### What the exercise asks
In the interview transcript below, which guitar does Graham say he hopes to get?

### Selected extract
— begin —
Graham: Those guys with this condition, there’s a little genius in there and you don’t know. You’ve got to find out where that genius lies like Beth-Ami said about her son.

Beth-Ami: I heard they have a special talent. I think his is just making me love him. He’s just so frikkin’ cute.

Glenn: In your set as well when you do the acoustic songs, it broke the show up and what I liked about it was it gave me something extra to get some great shots of, of you on acoustic guitar.

Graham: Well now it’s going to be electric guitar. I’ll probably chuck the acoustic. But maybe for a couple of songs but I’ll be using a solid guitar. The trouble with the acoustic is that they feed back. That’s just one of the problems with the damn thing. It’s a technical thing. You get that damn hum. You can never get it to sound like a real acoustic. Once you get that in it is kind of weird but it works okay.

I played that when Don Airey and I had a band together a few years ago. I would use the acoustic on stage and it was okay. It depends on the night again. If the sound on stage is crap, you get all that feedback and you’re screwed. I think the best way form me to go is get a solid guitar. I hope to get a Telecaster. I’d like a Telecaster because you can get a nice sort of acoustically sound from a Telecaster as well as that really hard crang sort of rock ‘n’ roll sound. So that’s what will be happening won’t it Beth-Ami.

Beth-Ami: Yes because I hear about it constantly.
— end —
### Stored data
— begin —
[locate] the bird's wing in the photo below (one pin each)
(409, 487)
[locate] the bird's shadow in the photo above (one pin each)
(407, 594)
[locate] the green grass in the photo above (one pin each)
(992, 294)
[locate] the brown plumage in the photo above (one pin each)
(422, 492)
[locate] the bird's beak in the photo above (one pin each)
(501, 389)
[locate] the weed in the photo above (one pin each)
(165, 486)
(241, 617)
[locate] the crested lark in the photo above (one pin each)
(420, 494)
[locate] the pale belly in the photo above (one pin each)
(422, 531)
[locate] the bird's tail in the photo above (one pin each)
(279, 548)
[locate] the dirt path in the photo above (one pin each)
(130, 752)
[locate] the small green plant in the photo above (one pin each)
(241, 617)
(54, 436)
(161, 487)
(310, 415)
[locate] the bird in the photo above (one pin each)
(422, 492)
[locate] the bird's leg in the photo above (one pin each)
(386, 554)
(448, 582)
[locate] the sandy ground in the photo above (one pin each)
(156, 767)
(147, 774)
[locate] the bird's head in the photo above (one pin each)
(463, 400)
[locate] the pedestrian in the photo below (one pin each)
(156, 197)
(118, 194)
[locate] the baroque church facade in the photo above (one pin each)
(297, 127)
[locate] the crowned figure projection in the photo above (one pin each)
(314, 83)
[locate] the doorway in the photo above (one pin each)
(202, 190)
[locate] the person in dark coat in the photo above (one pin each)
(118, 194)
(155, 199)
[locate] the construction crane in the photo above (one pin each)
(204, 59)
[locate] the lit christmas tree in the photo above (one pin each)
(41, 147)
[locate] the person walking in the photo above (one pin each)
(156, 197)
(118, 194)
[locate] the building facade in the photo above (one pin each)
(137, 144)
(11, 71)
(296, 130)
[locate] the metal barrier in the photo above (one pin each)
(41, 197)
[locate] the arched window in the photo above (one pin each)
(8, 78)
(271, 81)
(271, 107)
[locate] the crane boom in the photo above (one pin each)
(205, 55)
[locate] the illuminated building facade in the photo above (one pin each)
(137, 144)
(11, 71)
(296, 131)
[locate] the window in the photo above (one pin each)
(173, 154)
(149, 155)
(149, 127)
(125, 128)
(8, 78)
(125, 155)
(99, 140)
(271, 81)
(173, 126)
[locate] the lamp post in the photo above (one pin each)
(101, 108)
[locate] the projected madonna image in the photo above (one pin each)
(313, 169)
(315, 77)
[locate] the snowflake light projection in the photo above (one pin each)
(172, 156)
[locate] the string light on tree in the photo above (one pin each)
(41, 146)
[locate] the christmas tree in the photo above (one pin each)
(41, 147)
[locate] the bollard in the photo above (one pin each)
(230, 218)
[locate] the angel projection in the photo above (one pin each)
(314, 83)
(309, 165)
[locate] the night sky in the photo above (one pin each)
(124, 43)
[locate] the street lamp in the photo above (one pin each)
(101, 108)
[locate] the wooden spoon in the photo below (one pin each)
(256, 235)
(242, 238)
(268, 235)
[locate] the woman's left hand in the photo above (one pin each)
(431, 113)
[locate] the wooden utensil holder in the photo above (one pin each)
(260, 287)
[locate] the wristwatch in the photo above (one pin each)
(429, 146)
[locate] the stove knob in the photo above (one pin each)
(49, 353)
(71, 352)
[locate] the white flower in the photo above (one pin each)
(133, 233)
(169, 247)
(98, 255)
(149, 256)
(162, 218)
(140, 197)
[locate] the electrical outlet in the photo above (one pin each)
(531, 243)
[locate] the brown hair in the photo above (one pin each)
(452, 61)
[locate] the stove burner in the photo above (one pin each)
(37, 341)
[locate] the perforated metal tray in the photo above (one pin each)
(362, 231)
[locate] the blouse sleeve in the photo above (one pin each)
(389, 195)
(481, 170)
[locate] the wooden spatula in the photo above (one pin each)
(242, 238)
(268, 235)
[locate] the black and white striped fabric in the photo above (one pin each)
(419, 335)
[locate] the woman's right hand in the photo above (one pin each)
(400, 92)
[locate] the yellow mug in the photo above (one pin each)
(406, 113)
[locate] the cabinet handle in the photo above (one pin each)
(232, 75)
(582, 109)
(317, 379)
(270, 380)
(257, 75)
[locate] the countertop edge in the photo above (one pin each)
— end —
### Answer for this exercise
A Telecaster.